● Work required:
Present the part of the rows below that opens with the line containing "of the blue" and closes with the line containing "Target: rear wheel", both ends included, as a Markdown table with the columns Row and Line text. Number each line in order and leave out blank lines.

● Dataset content:
________________________
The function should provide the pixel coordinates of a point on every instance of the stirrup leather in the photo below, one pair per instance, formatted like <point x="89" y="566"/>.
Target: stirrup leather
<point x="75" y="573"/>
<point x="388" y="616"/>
________________________
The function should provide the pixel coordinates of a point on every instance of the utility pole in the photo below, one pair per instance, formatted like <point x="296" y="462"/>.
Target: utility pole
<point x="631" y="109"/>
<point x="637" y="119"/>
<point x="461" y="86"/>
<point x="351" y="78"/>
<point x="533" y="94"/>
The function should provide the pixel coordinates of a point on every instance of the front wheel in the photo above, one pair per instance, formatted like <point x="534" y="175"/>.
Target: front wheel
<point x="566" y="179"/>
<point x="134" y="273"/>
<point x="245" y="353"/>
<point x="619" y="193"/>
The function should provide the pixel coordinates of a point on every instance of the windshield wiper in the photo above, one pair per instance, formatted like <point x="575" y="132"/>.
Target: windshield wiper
________________________
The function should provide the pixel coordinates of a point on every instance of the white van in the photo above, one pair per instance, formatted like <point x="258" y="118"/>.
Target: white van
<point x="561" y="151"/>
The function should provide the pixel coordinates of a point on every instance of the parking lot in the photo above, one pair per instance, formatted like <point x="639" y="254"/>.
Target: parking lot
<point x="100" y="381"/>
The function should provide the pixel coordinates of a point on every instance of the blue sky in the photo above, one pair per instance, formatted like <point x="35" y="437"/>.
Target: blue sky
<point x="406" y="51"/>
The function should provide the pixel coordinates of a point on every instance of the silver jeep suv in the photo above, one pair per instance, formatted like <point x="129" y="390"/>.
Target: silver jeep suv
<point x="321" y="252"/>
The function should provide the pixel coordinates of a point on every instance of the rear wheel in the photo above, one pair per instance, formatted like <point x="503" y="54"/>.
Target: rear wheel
________________________
● Full output:
| Row | Line text |
|---|---|
| 1 | The function should provide the pixel coordinates of a point on every instance of the blue sky in the photo above, one pair per instance, formatted like <point x="35" y="437"/>. |
| 2 | Target: blue sky |
| 3 | <point x="406" y="51"/> |
| 4 | The function should provide the pixel coordinates of a point on every instance of the silver jeep suv in the photo above, one pair per instance, formatted like <point x="129" y="390"/>. |
| 5 | Target: silver jeep suv |
| 6 | <point x="321" y="252"/> |
| 7 | The function should provide the pixel coordinates of a point on every instance of the rear wheel in the photo above, one pair per instance, formatted like <point x="503" y="54"/>. |
| 8 | Target: rear wheel |